- DIRECTIVES:
(1) In the forum thread below, recast the paragraph beginning "I have been to several and had to sit next to people" as a short list that keeps its main facts.
(2) Carry the forum thread on past its final sentence, keeping the same tone and format.

- PAGE EXTRACT:

========

It's on my bucket list.

In truth it's little different from sitting next to someone on a train or bus except you're going to be in a dimly lit situation at the theatre.

One option is to book isle seats. If you feel the person next to you, if you're one seat in, is to swap with your SO and take the isle seat.

I've been to the cinema a few times but it's not been that busy that I was sat right next to someone. Act natually and you'll carry it off.

Bobbi46
10-16-2019, 05:33 AM
I have, over here in my region at least Celtic music is high on the agenda and periodically we have concerts and yes I went dressed for the last one, nobody batted an eyelid at me and I felt just the same as if I had been dressed within my home. Nothing beats live music!

susan54
10-16-2019, 05:41 AM
I have been to several and had to sit next to people. I always prefer to sit beside women no matter how I am addressed - that way you are less likely to be the victim of manspreading. There were no issues. No conversation either but that might have been unrelated to my clothes. I have been to classical and jazz concerts as Susan.

Tracii G
10-16-2019, 07:01 AM
Been to a few rock and roll shows in inside and outside venues fully in girl mode.
It felt normal and nobody even looked twice at me.

char GG
10-16-2019, 07:12 AM
My SO and I went to see Lady Gaga in concert. Actually, his outfit was a huge hit! Lots of people wanted to be in pictures with him. No negative reactions whatsoever.

2B Natasha
10-16-2019, 07:18 AM
All the time. My wife and I go the theatre, probably 5 times a season. Depends on what the productions are. First out to dinner and the to the theatre. Never had an issue. Mostly we have pleasant conversation with or next seat neighbors.
Cheers

Connie D50
10-16-2019, 07:44 AM
My wife and I went to a play (Hamilton in Chicago) my two cents you have heard 100 times before. Dress to blend, be confident and most people don't pay attention to others. The two ladies in are row and the people be hide us seem to not care or just didn't notice. Have fun and good luck.

Micki_Finn
10-16-2019, 08:26 AM
Yup. Went and saw Something Rotten. Hilarious show by the way. Generally not a big deal, but thats So Cal, so your mileage may vary. You’re also seeing a show that will be attended primarily by a little older crowd most likely, so that we’ll be a factor too.

Asew
10-16-2019, 08:54 AM
I recently went to an Avril Lavigne concert and wanted to dress in punk rock femme. But my wife didn't feel comfortable going to another country with me dressed (US -> Canada even though it was only a 3 hour drive each way and was only a day trip). So I dressed the day before in the outfit I would have worn. And my wife said if I washed the skirt she would wear it to the concert which we did.

Jean 103
10-16-2019, 10:05 AM
Yes, like everything else it's no big deal, well except for the event.

Things happen all the time. At a Motley Crue concert the lady in front of me told me her son is TG. This kinda thing has happened to me before, not a big deal.

========

- DATASET SECTION:

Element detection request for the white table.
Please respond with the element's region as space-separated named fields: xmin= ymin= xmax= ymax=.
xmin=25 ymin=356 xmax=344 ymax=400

========

- RESPONSE LIST:
(1)
- Has been to several concerts and had to sit next to people.
- Always prefers sitting beside women, however addressed, to avoid being a victim of manspreading.
- Had no issues and no conversation, though the lack of conversation may not have been due to the clothes.
- Has been to classical and jazz concerts as Susan.

(2)
It is just like going anywhere else.

Being with someone especially a GG makes a difference. You will be fine, enjoy.

Alice Torn
10-16-2019, 10:45 AM
Several years ago, I went to some summer city band concerts in the park bandshell, in Dekalb Illinois, dressed up as Alice. Several people came and sat to the right of me, on the bleachers, and i made some comments on the music, and the woman next to me seemed a bit nervous and looked at me. They left early. But other than that, I know i was watched some, but no problems.

Leslie Langford
10-16-2019, 11:10 AM
I've been to a number of concerts and shows in "Leslie" mode over the years, and as other posters here have stated, it's no "biggie" once you get over the initial jitters.

When I first started out, I went to "safe" venues such as Priscilla, Queen of the Desert and Kinky Boots where I knew that even the non-LGBT audience members wouldn't be freaked out by the concept of crossdressing itself, seeing real live crossdressers in person, or even assorted other TG folks in attendance. After all, that theme was the very essence of those productions. If anything, I was amazed at how many "straight" people were more than happy to attend these continuously sold out shows and enjoyed them immensely...wives, fathers, mothers, children, and even extended families or groups of friends included.

My presence never raised any eyebrows, I moved easily among the crowds during intermission, and I even engaged in lovely conversations with my female seat-mates that they themselves had initiated. Starting out, I would always choose an aisle seat so as not to be located smack-dab in the middle of the audience, avoid having a seat-mate on at least one side, and having the ability to make a quick exit should things get uncomfortable. In the end, I needn't have had to worry...it never happened.

I have now graduated to going to mainstream performances and sit wherever I want to get the best view without worrying about all those things that stopped me from doing so in the past. I've even gone to female-centric venues such as The Vagina Monologues or the National Women's Show (an annual event here in Toronto) where 90% of the attendees were women just to test myself by going straight into the lion's den, as it were, and again - never an issue and total acceptance.

As others here have pointed out, and as former U.S. President Franklin D. Roosevelt once put it so eloquently..."We have nothing to fear but fear itself."

kayegirl
10-16-2019, 11:17 AM
Yes, earlier this year I went to a Gilbert and Sullivan Festival. I had no problems whatsoever, but also had a great conversation with a lady and her daughter who were seated next to me.

abby054
10-16-2019, 11:58 AM
...Has anyone of you girls been out dressed to a concert or musical?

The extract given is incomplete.